** Extracted text **
Credit:  By Grant McPherson, Staff Writer | Biddeford Courier | 2017-10-26 | courier.mainelymediallc.com ~~

SACO – The defunct wind turbine in front of the Amtrak Station is expected to be removed before the end of the year. City officials are already discussing what might take its place.

Wyman & Simpson, Inc., a Richmond-based construction company, submitted the only bid to the public works department for $30,000 to remove the turbine. Public Works Director Patrick Fox said the bid was much higher than expected and city officials will speak to Wyman & Simpson about lowering the cost of the project. If that isn’t possible, Fox said the city will reach out to other local companies that have done similar work to find an affordable price for the removal of the turbine.

The turbine was installed in 2007 for $200,000 by Entegrity Wind Systems. The company went bankrupt a year later and the turbine has since been plagued with issues. It was shut off in summer 2016 with no money in the budget allocated for repairs.

Fox hoped money could be made by selling the scrap steel parts of the turbine, but said that was unlikely because the steel market is not doing well at the moment.

“If we get some money back for the turbine, that’ll be great,” Fox said. “But if not we’ll be paying a contractor to remove it.”

The company that removes the turbine will have to submit traffic control measures and review a safety plan. Fox said he estimated the work would take no more than two days.

“I would expect it to be taken down most likely sometime in November or December,” he said.

Ward 7 Councilor Nathan Johnston started research about a year ago to determine whether the turbine could be made operational again or parts from it could be salvaged. He started by contacting every other city or town in the country that had purchased a turbine from Entegrity Wind Systems.

“I was wondering if it was just us or something that was prevalent in all of them,” he said. “Through that I found seven different municipalities or school districts that also bought them. I got in contact with them and they were shocked ours had been (in operation) this long. A good amount of them spent several hundred thousand dollars purchasing numerous ones and within two years they were no longer operational.”

** Short problem A **
Answer these questions from the article on the Saco wind turbine:
(i) Which company submitted the only bid to remove the turbine, and what was the amount?
(ii) When was the turbine shut off?
(iii) How many other municipalities or school districts did Councilor Nathan Johnston find that had also bought turbines from Entegrity Wind Systems?
** Short problem B **
According to the article on the Saco wind turbine, why did Patrick Fox consider it unlikely that the city would make money by selling the turbine's scrap steel?

** Listed entries **
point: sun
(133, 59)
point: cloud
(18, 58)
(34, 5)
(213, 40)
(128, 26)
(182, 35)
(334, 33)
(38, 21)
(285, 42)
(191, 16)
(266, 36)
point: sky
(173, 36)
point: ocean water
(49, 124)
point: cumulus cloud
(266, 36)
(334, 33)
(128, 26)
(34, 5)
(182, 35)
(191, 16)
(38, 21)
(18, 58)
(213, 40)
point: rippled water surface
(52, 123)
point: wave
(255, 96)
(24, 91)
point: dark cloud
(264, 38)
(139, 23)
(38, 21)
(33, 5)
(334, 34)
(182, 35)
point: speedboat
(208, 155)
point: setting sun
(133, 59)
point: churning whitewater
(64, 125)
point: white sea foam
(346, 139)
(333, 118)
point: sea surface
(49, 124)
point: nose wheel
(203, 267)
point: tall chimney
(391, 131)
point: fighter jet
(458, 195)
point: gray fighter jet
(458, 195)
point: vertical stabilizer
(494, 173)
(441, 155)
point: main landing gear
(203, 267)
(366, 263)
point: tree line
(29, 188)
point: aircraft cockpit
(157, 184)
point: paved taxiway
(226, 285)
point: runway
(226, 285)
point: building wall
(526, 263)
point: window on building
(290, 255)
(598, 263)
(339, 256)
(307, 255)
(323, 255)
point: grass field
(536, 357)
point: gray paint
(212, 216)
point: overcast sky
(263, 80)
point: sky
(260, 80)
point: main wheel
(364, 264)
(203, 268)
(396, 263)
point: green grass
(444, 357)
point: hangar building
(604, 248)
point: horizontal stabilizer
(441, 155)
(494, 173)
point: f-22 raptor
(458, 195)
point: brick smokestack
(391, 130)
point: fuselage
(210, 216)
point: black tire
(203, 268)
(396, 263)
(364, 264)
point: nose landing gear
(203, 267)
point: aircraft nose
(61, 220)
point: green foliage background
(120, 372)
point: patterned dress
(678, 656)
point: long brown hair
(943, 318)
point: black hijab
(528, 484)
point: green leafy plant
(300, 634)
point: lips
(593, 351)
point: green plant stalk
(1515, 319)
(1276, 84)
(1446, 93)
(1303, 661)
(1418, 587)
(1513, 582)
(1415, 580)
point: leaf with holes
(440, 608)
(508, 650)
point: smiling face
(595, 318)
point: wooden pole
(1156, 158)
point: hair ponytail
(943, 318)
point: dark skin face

** Right answer A **
(i) Wyman & Simpson, Inc. submitted the only bid, for $30,000.
(ii) The turbine was shut off in summer 2016.
(iii) He found seven.

** Right answer B **
Fox said that selling the scrap steel was unlikely to bring in money because the steel market was not doing well at the time.